● **本文**

* * *

経済学徒が知っておくべき5つのこと

についてハーバード公衆衛生大学院(Harvard School of Public Health)のDavid Hemenwayがreal-world economics reviewなる学術誌直近号書いている(H/T Mostly Economics)。


以下がその5項目:

  1. 人間は孤立した生き物ではなく社会的動物である
  2. 嗜好は変更可能で、特に子供と若者においてそうである
  3. 世の中には子供と若者が大勢いる(経済学の教科書にはほとんど姿を見せないが)
  4. 小売の購入者が自分の買う製品について詳細な情報を持っていることは滅多にない
  5. 大企業(やその他の経済的機関)は社会的および政治的な力をかなり持っていることが多い

当初Hemenwayは、機会コスト、限界分析、モラルハザード、外部性、囚人のジレンマゲーム、といったことを挙げようとしたが、結局は経済学に教科書にあまり出てこない上記項目にしたという。


その上でHemenwayは、以下のようなことを書いている。

  • ミクロ経済学においては、人々が合理的であること、および、嗜好は外生的であること、が大原則になっている。
  • 行動経済学はそこに風穴を開けたが、主に合理性の問題に焦点を当ててきた。
  • その一方で、人間は熊と違って社会的動物であり、社会や文化は嗜好に影響を与える、ということはいまひとつ見過ごされてきた。
  • 例えば煙草は上記の5項目の重要性を示す好例になっている。公衆衛生の観点からすると、煙草の引き起こす病気は米国で本来防ぎ得る死亡原因の最大のものであり、じきに世界でもそうなると考えられる。もし新製品だったならば、米国での販売が許可されたかどうか疑わしい。それは喫煙者に害を及ぼすのみならず(米国での死者は年間40万人以上)、受動喫煙も疾病のリスクを大いに高める。
  • 20世紀はじめには、喫煙は下品な習慣で卑しい人間のする道徳性の欠けたこととされ、ヘンリー・フォードが喫煙者を雇わないと宣言し、多くの州が煙草の販売を禁止するほどだった。その後50年間で状況は一変し、米国の成人の半数が煙草を吸うようになり、米国の生活様式の一部となった。

* * *

● **提供データ**
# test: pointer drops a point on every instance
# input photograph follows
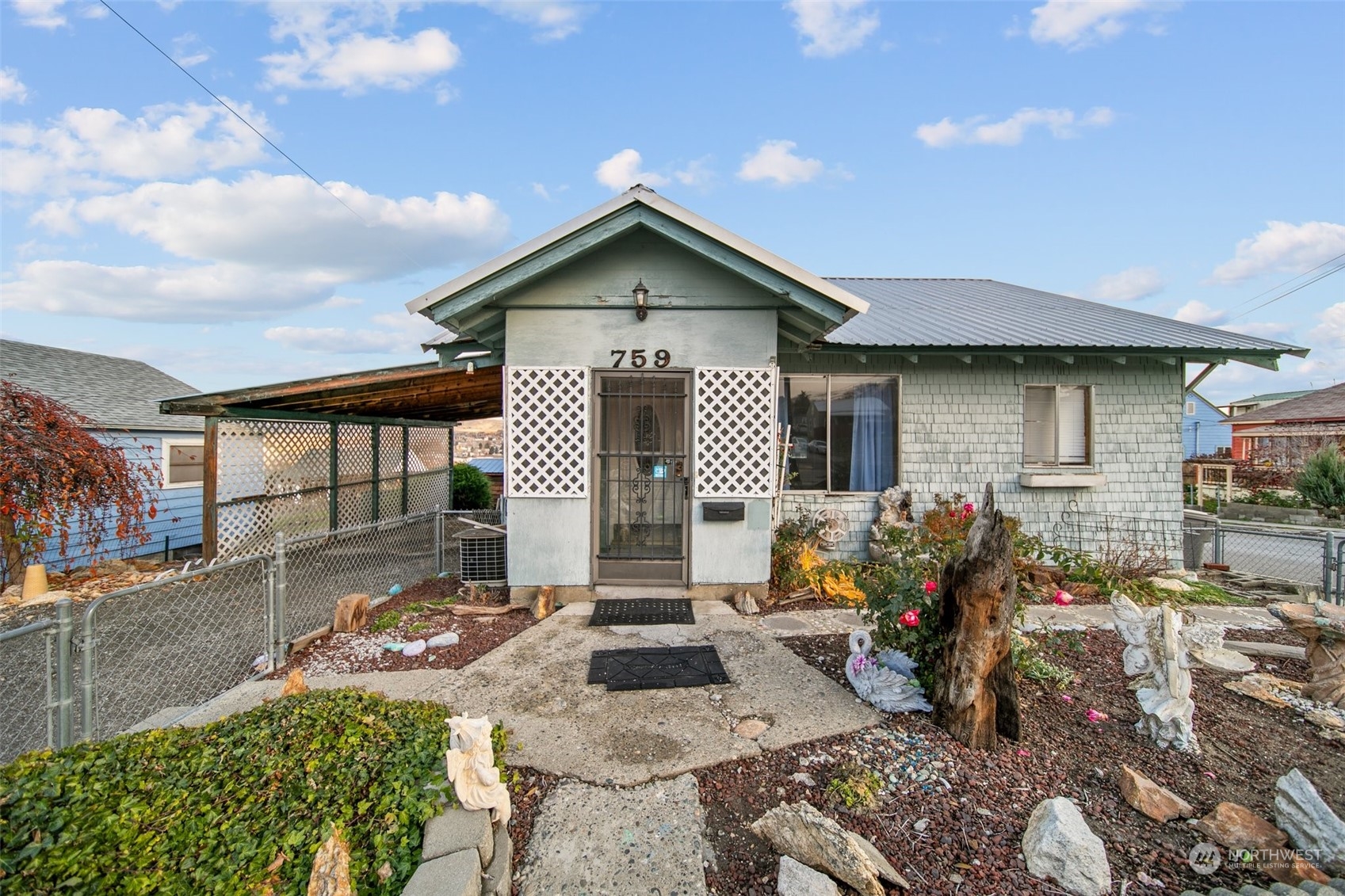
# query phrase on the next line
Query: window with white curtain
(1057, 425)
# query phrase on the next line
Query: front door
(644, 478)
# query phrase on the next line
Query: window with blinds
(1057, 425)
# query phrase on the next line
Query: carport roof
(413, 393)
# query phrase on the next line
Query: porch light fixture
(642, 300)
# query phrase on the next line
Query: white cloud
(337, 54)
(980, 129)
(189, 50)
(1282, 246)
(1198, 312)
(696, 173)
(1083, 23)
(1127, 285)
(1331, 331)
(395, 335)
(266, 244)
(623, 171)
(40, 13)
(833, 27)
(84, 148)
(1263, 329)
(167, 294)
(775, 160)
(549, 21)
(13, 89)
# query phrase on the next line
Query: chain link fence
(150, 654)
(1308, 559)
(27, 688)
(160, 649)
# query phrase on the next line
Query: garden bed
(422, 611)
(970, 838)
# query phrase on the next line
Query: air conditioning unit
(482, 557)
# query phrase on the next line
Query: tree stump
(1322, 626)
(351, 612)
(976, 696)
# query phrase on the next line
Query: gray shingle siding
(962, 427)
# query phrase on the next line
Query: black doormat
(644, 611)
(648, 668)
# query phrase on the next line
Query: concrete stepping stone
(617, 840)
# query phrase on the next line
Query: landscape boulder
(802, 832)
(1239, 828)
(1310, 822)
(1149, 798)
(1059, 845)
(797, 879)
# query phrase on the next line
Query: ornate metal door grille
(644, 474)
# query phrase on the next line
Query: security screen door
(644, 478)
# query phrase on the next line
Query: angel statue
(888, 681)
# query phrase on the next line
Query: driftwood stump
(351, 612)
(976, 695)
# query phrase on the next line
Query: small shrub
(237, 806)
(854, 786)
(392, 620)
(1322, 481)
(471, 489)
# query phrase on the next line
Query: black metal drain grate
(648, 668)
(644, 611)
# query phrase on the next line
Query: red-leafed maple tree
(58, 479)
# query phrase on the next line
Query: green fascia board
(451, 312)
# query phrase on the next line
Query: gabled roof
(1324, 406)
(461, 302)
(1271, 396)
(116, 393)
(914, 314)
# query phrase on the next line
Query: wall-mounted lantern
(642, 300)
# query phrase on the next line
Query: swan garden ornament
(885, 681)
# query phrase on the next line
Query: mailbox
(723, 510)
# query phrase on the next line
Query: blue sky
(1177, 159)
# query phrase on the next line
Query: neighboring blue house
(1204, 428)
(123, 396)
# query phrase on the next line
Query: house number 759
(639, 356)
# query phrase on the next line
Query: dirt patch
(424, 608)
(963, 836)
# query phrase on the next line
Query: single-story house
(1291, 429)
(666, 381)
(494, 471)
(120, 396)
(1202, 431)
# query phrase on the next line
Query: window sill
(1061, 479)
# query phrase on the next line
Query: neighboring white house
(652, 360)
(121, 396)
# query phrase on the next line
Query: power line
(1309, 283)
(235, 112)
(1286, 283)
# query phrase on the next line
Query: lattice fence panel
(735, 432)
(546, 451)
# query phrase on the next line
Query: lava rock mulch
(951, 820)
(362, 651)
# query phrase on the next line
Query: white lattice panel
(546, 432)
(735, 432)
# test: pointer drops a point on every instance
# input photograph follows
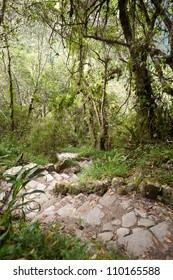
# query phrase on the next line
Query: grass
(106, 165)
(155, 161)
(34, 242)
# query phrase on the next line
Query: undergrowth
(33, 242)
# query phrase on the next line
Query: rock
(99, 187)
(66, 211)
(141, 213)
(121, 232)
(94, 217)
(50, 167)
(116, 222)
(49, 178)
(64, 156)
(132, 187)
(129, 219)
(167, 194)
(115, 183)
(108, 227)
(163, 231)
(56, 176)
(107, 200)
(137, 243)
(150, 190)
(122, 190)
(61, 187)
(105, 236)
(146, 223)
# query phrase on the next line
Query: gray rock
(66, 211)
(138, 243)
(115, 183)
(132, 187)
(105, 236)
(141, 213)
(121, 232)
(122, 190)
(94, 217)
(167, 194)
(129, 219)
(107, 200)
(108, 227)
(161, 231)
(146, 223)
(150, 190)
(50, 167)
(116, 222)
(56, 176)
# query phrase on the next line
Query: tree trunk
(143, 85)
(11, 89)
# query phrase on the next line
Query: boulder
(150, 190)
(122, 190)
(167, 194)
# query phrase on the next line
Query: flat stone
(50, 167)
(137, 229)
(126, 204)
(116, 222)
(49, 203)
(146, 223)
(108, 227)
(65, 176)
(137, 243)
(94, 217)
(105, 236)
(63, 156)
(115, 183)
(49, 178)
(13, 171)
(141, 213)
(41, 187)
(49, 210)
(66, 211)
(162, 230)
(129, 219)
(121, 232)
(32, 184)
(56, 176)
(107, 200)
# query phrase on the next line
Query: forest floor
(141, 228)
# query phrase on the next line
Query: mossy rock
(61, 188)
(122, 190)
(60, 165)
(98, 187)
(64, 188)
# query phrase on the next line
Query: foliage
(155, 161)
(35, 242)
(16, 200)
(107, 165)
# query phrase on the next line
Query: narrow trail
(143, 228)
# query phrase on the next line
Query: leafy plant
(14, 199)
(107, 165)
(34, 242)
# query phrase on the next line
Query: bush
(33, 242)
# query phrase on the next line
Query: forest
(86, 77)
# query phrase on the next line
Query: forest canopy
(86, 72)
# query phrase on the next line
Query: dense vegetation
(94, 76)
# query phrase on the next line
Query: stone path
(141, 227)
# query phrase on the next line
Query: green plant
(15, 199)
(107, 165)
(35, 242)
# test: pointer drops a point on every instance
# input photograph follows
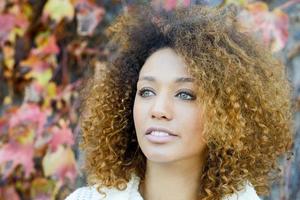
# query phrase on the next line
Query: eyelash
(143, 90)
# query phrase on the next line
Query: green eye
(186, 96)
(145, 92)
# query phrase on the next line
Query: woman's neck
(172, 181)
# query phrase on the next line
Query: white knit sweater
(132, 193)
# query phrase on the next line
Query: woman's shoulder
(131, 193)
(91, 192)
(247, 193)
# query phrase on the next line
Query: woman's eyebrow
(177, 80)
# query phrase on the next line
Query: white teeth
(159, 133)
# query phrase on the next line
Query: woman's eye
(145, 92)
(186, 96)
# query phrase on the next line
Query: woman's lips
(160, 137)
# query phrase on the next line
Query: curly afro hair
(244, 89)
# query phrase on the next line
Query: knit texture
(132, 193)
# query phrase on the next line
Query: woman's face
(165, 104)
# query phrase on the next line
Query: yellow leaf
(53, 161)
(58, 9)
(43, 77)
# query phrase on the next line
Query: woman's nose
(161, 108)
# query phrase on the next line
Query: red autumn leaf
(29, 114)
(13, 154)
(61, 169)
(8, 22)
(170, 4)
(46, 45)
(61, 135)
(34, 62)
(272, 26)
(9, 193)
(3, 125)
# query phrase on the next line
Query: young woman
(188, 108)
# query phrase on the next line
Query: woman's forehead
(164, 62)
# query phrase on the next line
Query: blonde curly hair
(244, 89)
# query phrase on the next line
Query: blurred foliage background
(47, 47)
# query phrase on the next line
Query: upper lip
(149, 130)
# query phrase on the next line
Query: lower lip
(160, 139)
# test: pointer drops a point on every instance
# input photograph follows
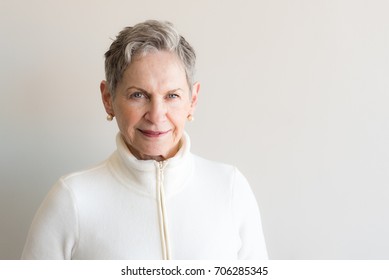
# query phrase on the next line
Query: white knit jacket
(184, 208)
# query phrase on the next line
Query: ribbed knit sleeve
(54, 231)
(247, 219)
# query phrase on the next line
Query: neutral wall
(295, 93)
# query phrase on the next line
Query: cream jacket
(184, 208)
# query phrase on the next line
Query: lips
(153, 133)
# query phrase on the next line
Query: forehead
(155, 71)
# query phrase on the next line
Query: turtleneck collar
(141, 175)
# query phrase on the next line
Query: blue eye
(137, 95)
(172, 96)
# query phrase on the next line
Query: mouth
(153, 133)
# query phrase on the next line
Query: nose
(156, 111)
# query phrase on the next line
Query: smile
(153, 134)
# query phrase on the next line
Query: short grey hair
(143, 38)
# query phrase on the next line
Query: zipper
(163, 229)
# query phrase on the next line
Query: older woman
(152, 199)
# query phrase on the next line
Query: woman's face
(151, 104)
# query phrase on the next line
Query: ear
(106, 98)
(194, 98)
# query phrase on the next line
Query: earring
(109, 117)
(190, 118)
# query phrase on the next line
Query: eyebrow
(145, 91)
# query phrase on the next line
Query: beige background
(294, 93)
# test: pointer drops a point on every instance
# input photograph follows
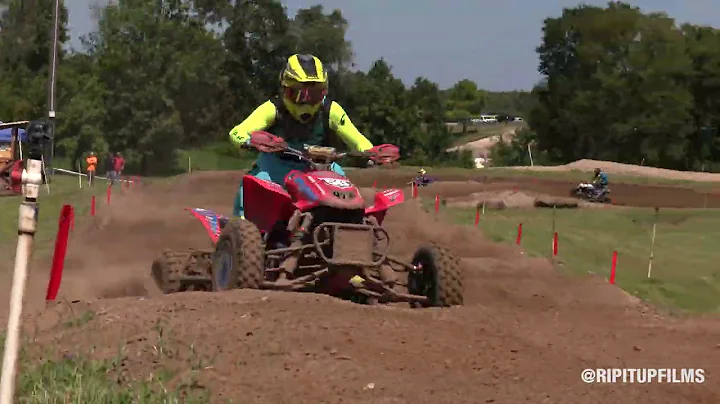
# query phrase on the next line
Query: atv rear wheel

* * *

● **やること**
**1)** 本文のうち「4. 小売の購入者が自分の買」から「いまひとつ見過ごされてきた。」まで(両端を含む)を、一字一句変えずに書き写せ。
**2)** 本文によると、20世紀はじめに喫煙者を雇わないと宣言したのは誰か。
**3)** 本文の「当初Hemenwayは」で始まる段落を、主な事実を残して短くまとめよ。

● **解答**
**1)**
4. 小売の購入者が自分の買う製品について詳細な情報を持っていることは滅多にない
  5. 大企業(やその他の経済的機関)は社会的および政治的な力をかなり持っていることが多い

当初Hemenwayは、機会コスト、限界分析、モラルハザード、外部性、囚人のジレンマゲーム、といったことを挙げようとしたが、結局は経済学に教科書にあまり出てこない上記項目にしたという。


その上でHemenwayは、以下のようなことを書いている。

  • ミクロ経済学においては、人々が合理的であること、および、嗜好は外生的であること、が大原則になっている。
  • 行動経済学はそこに風穴を開けたが、主に合理性の問題に焦点を当ててきた。
  • その一方で、人間は熊と違って社会的動物であり、社会や文化は嗜好に影響を与える、ということはいまひとつ見過ごされてきた。

**2)** ヘンリー・フォード

**3)** Hemenwayは最初、機会コスト、限界分析、モラルハザード、外部性、囚人のジレンマゲームを挙げようとした。しかし最終的には、経済学の教科書にあまり出てこない5項目を選んだ。